Listed records:
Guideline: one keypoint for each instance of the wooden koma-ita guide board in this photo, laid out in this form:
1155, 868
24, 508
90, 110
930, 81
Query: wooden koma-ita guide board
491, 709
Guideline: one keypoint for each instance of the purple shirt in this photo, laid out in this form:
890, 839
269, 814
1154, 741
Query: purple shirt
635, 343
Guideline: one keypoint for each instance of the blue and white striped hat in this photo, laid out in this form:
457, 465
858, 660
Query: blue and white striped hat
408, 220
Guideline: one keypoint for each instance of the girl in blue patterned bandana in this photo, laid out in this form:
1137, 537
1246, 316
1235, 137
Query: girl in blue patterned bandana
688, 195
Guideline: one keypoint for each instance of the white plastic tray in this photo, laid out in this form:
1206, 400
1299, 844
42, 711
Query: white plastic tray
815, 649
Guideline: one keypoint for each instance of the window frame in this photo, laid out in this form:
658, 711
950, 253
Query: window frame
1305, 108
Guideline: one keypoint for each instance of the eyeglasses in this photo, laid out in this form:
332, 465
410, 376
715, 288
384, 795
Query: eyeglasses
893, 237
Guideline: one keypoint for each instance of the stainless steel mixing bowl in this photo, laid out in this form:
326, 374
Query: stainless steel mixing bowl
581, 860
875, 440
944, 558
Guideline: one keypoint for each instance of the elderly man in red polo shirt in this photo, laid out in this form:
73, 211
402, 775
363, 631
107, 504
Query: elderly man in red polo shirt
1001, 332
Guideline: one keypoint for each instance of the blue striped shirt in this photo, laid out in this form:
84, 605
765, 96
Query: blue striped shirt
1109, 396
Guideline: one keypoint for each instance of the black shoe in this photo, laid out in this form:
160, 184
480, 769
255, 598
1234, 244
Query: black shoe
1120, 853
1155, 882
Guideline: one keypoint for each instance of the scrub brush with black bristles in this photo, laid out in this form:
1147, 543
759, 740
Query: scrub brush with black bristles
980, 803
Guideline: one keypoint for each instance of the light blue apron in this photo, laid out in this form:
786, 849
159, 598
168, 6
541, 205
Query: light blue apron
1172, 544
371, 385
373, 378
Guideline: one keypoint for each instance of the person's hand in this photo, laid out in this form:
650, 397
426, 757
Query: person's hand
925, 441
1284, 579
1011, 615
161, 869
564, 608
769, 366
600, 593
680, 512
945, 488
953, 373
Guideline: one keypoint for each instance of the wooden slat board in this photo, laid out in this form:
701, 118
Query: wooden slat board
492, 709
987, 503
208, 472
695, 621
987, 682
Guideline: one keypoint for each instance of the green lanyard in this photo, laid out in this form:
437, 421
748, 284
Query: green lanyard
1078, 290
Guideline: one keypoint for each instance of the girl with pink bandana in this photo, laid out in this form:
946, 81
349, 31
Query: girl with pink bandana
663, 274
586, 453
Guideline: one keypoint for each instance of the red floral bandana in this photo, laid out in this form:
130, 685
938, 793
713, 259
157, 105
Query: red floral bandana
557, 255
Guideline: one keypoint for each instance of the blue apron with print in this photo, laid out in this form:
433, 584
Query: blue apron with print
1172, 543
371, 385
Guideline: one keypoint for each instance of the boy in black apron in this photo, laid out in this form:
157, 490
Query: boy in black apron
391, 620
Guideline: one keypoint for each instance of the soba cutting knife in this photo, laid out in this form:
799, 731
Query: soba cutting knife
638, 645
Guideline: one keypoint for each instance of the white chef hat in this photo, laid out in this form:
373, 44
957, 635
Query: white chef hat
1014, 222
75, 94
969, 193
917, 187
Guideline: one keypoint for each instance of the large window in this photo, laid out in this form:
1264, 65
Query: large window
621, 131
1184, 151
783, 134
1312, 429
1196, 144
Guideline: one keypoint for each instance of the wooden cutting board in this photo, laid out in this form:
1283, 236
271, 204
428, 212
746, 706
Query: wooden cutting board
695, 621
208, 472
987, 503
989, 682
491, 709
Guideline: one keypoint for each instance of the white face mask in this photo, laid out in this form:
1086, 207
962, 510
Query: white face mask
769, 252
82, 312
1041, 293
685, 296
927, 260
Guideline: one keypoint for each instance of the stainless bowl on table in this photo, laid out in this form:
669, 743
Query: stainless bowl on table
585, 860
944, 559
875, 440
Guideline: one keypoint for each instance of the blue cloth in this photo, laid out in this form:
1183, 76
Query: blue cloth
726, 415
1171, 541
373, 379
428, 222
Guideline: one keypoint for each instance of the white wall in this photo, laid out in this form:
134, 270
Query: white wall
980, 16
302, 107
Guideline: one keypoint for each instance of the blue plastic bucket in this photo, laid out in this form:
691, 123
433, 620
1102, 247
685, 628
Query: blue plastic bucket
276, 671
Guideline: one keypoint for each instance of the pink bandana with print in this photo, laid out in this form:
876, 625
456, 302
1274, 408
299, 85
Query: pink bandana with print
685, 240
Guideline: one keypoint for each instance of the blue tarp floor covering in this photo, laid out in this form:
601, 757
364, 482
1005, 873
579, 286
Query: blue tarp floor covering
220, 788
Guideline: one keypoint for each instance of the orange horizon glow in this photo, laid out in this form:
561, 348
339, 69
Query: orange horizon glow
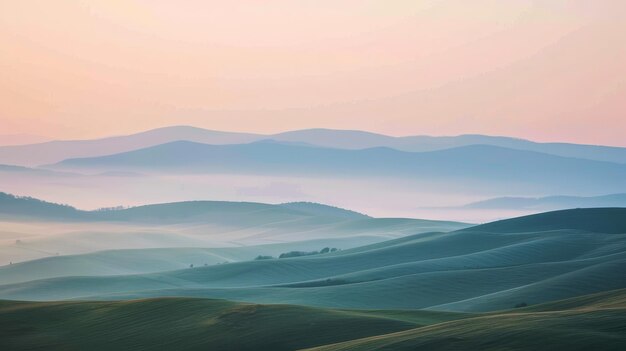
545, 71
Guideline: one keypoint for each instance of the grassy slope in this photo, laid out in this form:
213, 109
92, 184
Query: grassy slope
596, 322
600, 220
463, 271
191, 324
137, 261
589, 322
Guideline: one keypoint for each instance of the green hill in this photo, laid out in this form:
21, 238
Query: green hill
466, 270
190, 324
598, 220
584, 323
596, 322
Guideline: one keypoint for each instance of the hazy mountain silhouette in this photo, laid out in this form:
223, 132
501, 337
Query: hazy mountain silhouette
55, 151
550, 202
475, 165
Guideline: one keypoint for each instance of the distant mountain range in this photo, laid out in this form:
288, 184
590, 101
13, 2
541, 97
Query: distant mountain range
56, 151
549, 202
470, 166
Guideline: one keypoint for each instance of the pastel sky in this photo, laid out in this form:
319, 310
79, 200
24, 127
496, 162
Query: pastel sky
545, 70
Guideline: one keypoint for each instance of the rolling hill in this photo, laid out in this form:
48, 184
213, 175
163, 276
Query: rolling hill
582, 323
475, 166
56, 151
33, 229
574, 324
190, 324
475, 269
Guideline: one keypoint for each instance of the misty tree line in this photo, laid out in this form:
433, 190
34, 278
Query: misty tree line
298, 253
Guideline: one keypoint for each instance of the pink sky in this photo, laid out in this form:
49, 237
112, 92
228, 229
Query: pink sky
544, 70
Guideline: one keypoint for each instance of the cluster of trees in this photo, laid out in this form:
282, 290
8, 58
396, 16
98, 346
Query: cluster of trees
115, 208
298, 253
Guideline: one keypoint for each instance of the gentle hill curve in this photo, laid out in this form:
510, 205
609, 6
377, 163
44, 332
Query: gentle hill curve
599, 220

Your goal: Set down the data above word for word, leaving every picture out.

Solved exercise:
Guideline: one keypoint for each instance of the wooden koma-ita guide board in this photo, laid out in this form:
1155, 868
24, 508
90, 110
930, 81
Query: wooden koma-ita guide board
491, 709
Guideline: one keypoint for each instance of the purple shirt in this photo, laid out in this form:
890, 839
269, 814
1154, 741
Query: purple shirt
635, 343
Guideline: one keypoint for each instance of the blue and white striped hat in this photo, laid out in this form:
457, 465
858, 660
Query: blue and white striped hat
408, 220
Guideline: one keypoint for each instance of the girl in blue patterned bandana in this photo, laid out in this form:
1137, 537
1246, 316
1235, 137
Query: girl in blue patterned bandana
688, 195
Guideline: one keypoint for each instance of the white plastic tray in this photo, laid out in this form:
1206, 400
1299, 844
42, 711
Query: white plastic tray
815, 649
Guideline: one keypoint for each instance of the window frame in this photo, laid out in this form:
658, 711
950, 253
Query: window frame
1305, 108
Guideline: one keypoint for each instance of the eyeglasses in this photo, laid out in this form:
332, 465
410, 376
715, 288
384, 795
Query: eyeglasses
893, 237
Guideline: one keypoint for each instance of the stainless steel mixing bowl in this photo, laid out in this form:
326, 374
Query: stainless steel mixing bowl
581, 860
875, 440
944, 558
Guideline: one keypoint for each instance of the elderly man in red polo shirt in this photo, laid out in this form:
73, 211
402, 775
363, 631
107, 504
Query: elderly man in red polo shirt
1001, 332
Guideline: one keypoint for each instance of the blue striped shirt in this photo, laid out in this form:
84, 605
765, 96
Query: blue striped shirt
1109, 396
Guideline: one keypoint for each instance of the black shoe in this photo, laid out in this form:
160, 184
480, 769
255, 598
1234, 244
Query: black shoe
1120, 853
1155, 882
Guideline: one keypoint for each instance of the scrub brush with black bristles in this photo, laid out in this form:
1147, 543
759, 740
Query: scrub brush with black bristles
980, 803
Guideline: one keypoint for each instance of the light blue apron in this photo, laid out in this form:
786, 849
159, 598
168, 6
541, 205
Query: light blue apron
1172, 544
371, 385
373, 378
Guideline: one keypoint for each instance of the person's hand in this photo, laid out in this form:
650, 397
426, 757
Query: person's hand
925, 441
1284, 579
1011, 615
161, 869
564, 608
769, 366
600, 593
680, 512
945, 488
953, 373
Guideline: one keypoint for each instance of the wooden slat board in this photo, laid out in this form:
701, 118
Query: wooden slat board
492, 709
987, 503
208, 472
695, 621
987, 682
Guideline: one keypoint for each instance of the green lanyard in this photo, laid out in this form:
437, 421
748, 284
Query: green lanyard
1078, 290
Guideline: one keypoint for each instance of the girl with pink bandana in this photo, laid out in this form:
946, 81
349, 31
Query: girl with pink bandana
663, 274
586, 453
Guideline: one keypoint for each instance of the red floral bandana in this photo, laid out in this form:
130, 685
938, 793
713, 259
157, 105
Query: red floral bandana
557, 255
Guideline: one keypoint for each instance of the blue apron with print in this photo, laid out in this form:
433, 584
Query: blue apron with print
1172, 543
371, 385
Guideline: one keypoint for each instance of the boy in black apron in this photo, laid out in this form:
157, 490
Query: boy in black apron
391, 620
Guideline: one keypoint for each instance of the soba cutting knife in this photo, laid out in this form:
799, 731
Query: soba cutting knife
638, 645
Guideline: one keypoint for each instance of the white chef hat in this photo, laid out in this form:
373, 44
957, 635
Query: white chef hat
1014, 222
75, 94
969, 193
917, 187
Guideline: one keypoint for each instance of the large window in this photo, laid out in this form:
1264, 65
Query: large window
621, 131
1184, 151
783, 134
1312, 429
1196, 144
Guideline: one keypoint for each instance of the wooden cutting board in this photo, laid out in this form:
1283, 236
271, 204
428, 212
746, 706
Query: wooden cutting board
695, 621
208, 472
987, 503
989, 682
491, 709
Guideline: one keypoint for each instance of the white face mask in this photo, laid out in this form:
1086, 207
962, 510
Query: white face mask
769, 252
82, 312
1041, 293
685, 296
927, 260
Guideline: one keypoint for each instance of the stainless bowl on table in this photo, laid out in this form:
669, 743
Query: stainless bowl on table
585, 860
944, 559
875, 440
Guideline: one keypoint for each instance of the blue cloth in this photo, laid out in this form:
1183, 76
Query: blue cloth
726, 415
1171, 541
373, 379
428, 222
Guideline: one keypoint for each instance of the white wall in this photo, laid out in this form:
134, 270
Query: white wall
980, 16
302, 107
Guideline: one keypoint for each instance of the blue plastic bucket in this photo, laid out in this form:
691, 123
433, 620
1102, 247
685, 628
Query: blue plastic bucket
276, 671
Guideline: one keypoint for each instance of the pink bandana with print in this photo, laid out in this form:
876, 625
456, 302
1274, 408
299, 85
Query: pink bandana with print
685, 240
Guideline: one keypoint for each instance of the blue tarp floor covering in this photo, laid out in this form:
601, 757
364, 482
1005, 873
579, 286
Query: blue tarp floor covering
220, 788
Guideline: one keypoint for each instance of the orange horizon glow in this photo, laid out in this form:
561, 348
339, 69
Query: orange horizon glow
545, 71
Guideline: one keypoint for each instance of the grassy slope in this photo, laid out in this form:
213, 109
92, 184
Query: grassy slope
596, 322
600, 220
463, 271
191, 324
137, 261
589, 322
Guideline: one keypoint for each instance of the green hill in this photo, laid out in this form:
21, 238
Query: green hill
466, 270
190, 324
598, 220
584, 323
596, 322
Guideline: one keypoint for each instance of the hazy mountain silhouette in this photo, laid out in this form:
223, 132
501, 337
Query: hazy mountain silhouette
55, 151
550, 202
475, 165
Guideline: one keypoint for each instance of the distant mountain range in this photo, laid out in this form:
288, 184
590, 101
13, 2
541, 97
Query: distant mountain range
56, 151
549, 202
470, 166
Guideline: one keypoint for each instance of the pastel sky in this photo, laid out in this form:
319, 310
79, 200
24, 127
496, 162
Query: pastel sky
545, 70
Guideline: one keypoint for each instance of the rolling hill in this photo, laid out in this form:
48, 184
213, 175
163, 276
Query: rolling hill
582, 323
475, 166
56, 151
33, 229
574, 324
190, 324
475, 269
Guideline: one keypoint for each instance of the misty tree line in this photo, laid out in this form:
433, 190
34, 278
Query: misty tree line
298, 253
Guideline: one keypoint for each instance of the pink sky in this photo, laid out in this form:
49, 237
112, 92
228, 229
Query: pink sky
544, 70
Guideline: one keypoint for each instance of the cluster of trees in this photo, laid out in this form:
282, 290
8, 58
396, 16
98, 346
Query: cluster of trees
115, 208
298, 253
Guideline: one keypoint for each instance of the gentle hill curve in this photo, laid out in this form:
510, 205
609, 6
377, 163
44, 332
Query: gentle hill curve
599, 220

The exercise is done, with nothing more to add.